図1に本発明の解析方法を実行可能な解析装置の一実施形態を示す。図1の解析装置は、質量スペクトル測定装置11と、質量スペクトル測定装置11で検出したデータを収集し解析するCPU(計算機本体)12と、その結果を表示する表示装置13と、各過程の実行に必要な条件を入力するための入力装置14とを含む。CPU12は、以下に説明するプログラム1および2を、ハードディスク、またはCD−ROM等の記録媒体から読み込むことによって、本発明の解析方法を実行する。
【0013】
質量測定装置11の種類について特に制限はないが、測定対象が高分子試料である場合は、マトリックス支援レーザー脱離イオン化法(MALDI)を用いた質量スペクトル測定装置を用いることができる。
【0014】
図2に、本発明における解析の流れを模式的に示す。

# 演習の構成:
- a) 本文によると、測定対象が高分子試料である場合には、どのような質量スペクトル測定装置を用いることができますか?
- b) レコードのうち、「Target」という文字列を含む行の数を数字だけで答えてください。
本文とレコードは、それぞれ別の出典から採られています。

# 作業用データ:

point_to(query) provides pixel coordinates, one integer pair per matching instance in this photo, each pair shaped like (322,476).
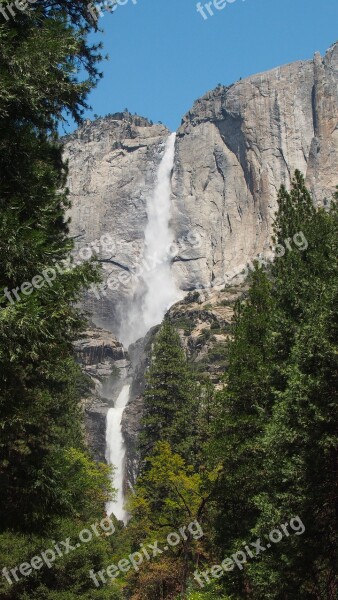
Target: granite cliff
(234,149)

---

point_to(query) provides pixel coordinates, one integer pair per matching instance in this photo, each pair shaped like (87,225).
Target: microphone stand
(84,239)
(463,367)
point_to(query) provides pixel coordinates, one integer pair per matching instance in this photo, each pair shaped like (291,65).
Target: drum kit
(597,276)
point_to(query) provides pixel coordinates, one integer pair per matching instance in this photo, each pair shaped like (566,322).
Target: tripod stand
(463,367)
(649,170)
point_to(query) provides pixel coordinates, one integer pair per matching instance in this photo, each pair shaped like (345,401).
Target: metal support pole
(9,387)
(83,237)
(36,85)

# 課題別の解答:
- a) マトリックス支援レーザー脱離イオン化法(MALDI)を用いた質量スペクトル測定装置です。

- b) 5